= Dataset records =
######
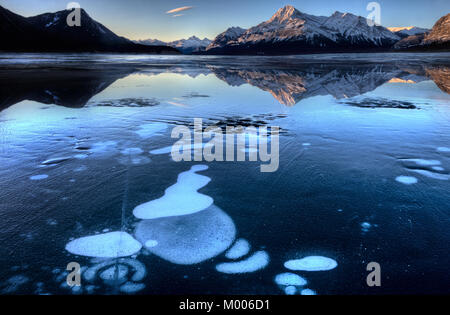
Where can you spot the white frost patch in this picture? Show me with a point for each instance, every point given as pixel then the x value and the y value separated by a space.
pixel 407 180
pixel 80 156
pixel 106 147
pixel 191 147
pixel 151 243
pixel 55 161
pixel 109 245
pixel 311 263
pixel 308 292
pixel 131 287
pixel 365 226
pixel 39 177
pixel 149 130
pixel 257 261
pixel 432 175
pixel 423 162
pixel 132 151
pixel 110 273
pixel 189 239
pixel 134 160
pixel 179 199
pixel 290 290
pixel 290 279
pixel 239 249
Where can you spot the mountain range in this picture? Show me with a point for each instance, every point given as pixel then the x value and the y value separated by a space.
pixel 50 32
pixel 437 39
pixel 187 46
pixel 288 31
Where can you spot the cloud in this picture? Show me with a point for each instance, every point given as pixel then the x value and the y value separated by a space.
pixel 178 10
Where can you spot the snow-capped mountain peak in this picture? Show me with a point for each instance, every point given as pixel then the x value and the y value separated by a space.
pixel 291 31
pixel 285 13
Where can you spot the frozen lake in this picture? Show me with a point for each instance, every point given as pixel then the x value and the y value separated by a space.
pixel 86 177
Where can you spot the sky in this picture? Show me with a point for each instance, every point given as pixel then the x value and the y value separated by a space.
pixel 169 20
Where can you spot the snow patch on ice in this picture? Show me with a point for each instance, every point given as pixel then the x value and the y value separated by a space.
pixel 132 151
pixel 149 130
pixel 239 249
pixel 109 245
pixel 189 239
pixel 257 261
pixel 423 162
pixel 407 180
pixel 179 199
pixel 308 292
pixel 432 174
pixel 290 279
pixel 311 263
pixel 39 177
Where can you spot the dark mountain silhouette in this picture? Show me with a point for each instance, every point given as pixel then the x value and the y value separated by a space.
pixel 50 32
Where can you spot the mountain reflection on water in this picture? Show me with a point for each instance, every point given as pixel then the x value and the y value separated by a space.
pixel 73 85
pixel 364 174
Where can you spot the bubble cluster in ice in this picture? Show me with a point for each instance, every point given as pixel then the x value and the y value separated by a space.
pixel 255 262
pixel 407 180
pixel 239 249
pixel 179 199
pixel 189 239
pixel 290 279
pixel 39 177
pixel 311 263
pixel 108 245
pixel 149 130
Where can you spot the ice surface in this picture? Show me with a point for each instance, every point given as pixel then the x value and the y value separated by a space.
pixel 109 245
pixel 423 162
pixel 290 290
pixel 151 243
pixel 104 148
pixel 407 180
pixel 131 287
pixel 239 249
pixel 308 292
pixel 311 263
pixel 39 177
pixel 110 273
pixel 432 174
pixel 168 150
pixel 55 160
pixel 149 130
pixel 189 239
pixel 290 279
pixel 257 261
pixel 179 199
pixel 443 149
pixel 132 151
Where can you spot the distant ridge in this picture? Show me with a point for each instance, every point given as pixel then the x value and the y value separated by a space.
######
= Task statement =
Output every line of the records above as a JSON list of strings, one string per line, with blank lines left out. Leave the pictures out.

= Right answer =
[
  "Where can you spot the white frost patch in this picture? Show me with a point for each instance, every point given as pixel then the x value and the y value separated by a space.",
  "pixel 407 180",
  "pixel 80 156",
  "pixel 106 147",
  "pixel 191 147",
  "pixel 151 243",
  "pixel 55 161",
  "pixel 109 245",
  "pixel 311 263",
  "pixel 308 292",
  "pixel 131 287",
  "pixel 365 226",
  "pixel 39 177",
  "pixel 149 130",
  "pixel 257 261",
  "pixel 432 175",
  "pixel 423 162",
  "pixel 132 151",
  "pixel 110 273",
  "pixel 189 239",
  "pixel 134 160",
  "pixel 179 199",
  "pixel 290 290",
  "pixel 290 279",
  "pixel 239 249",
  "Where can you spot the mountain range in this picture? Show me with a point for each instance, every point given as pixel then the x value and the y value separated by a space.",
  "pixel 50 32",
  "pixel 437 39",
  "pixel 187 46",
  "pixel 288 31",
  "Where can you spot the cloud in this picture? Show me with a point for each instance, every point given as pixel then the x value and the y value separated by a space.",
  "pixel 178 10",
  "Where can you spot the snow-capped mountain peak in this picture? Show me with a point for each instance, every point given as pixel then the x value and the y value separated by a space.",
  "pixel 291 31",
  "pixel 285 13",
  "Where can you spot the frozen lake in this picture? Show me with a point for each instance, every point given as pixel then the x value and the y value separated by a space.",
  "pixel 86 177",
  "Where can you spot the sky in this picture? Show me with a point for each instance, every point given as pixel then the x value and the y value separated by a space.",
  "pixel 169 20",
  "Where can you spot the snow patch on ice in this picture? Show me with a point for each instance, every point given as pixel then the x value and the y value separated by a space.",
  "pixel 132 151",
  "pixel 149 130",
  "pixel 239 249",
  "pixel 109 245",
  "pixel 189 239",
  "pixel 257 261",
  "pixel 423 162",
  "pixel 407 180",
  "pixel 179 199",
  "pixel 308 292",
  "pixel 432 174",
  "pixel 290 279",
  "pixel 311 263",
  "pixel 39 177",
  "Where can you spot the dark mountain silhouette in this picture? Show me with a point for each instance, every point given as pixel then the x value and the y value separated by a space.",
  "pixel 50 32",
  "Where can you spot the mountain reflection on water in this picture? Show me with a point for each instance, every point given as pixel then the x value and the y value separated by a space.",
  "pixel 73 85",
  "pixel 364 174",
  "Where can you spot the bubble cluster in ice in this picture? Show me with a point for each instance, every point given as pixel then the x value and the y value separated by a space.",
  "pixel 255 262",
  "pixel 407 180",
  "pixel 239 249",
  "pixel 179 199",
  "pixel 189 239",
  "pixel 290 279",
  "pixel 39 177",
  "pixel 311 263",
  "pixel 108 245",
  "pixel 149 130",
  "Where can you spot the ice surface in this picture? Show me with a point for each instance, every point given as pixel then the x value and the y value separated by a space.",
  "pixel 109 245",
  "pixel 423 162",
  "pixel 290 290",
  "pixel 151 243",
  "pixel 104 148",
  "pixel 407 180",
  "pixel 131 287",
  "pixel 239 249",
  "pixel 308 292",
  "pixel 311 263",
  "pixel 39 177",
  "pixel 110 273",
  "pixel 432 174",
  "pixel 168 150",
  "pixel 55 160",
  "pixel 149 130",
  "pixel 189 239",
  "pixel 290 279",
  "pixel 257 261",
  "pixel 179 199",
  "pixel 443 149",
  "pixel 132 151",
  "Where can you spot the distant ridge in this picture? Show me with a point for each instance, every point given as pixel then the x value and the y value separated by a space."
]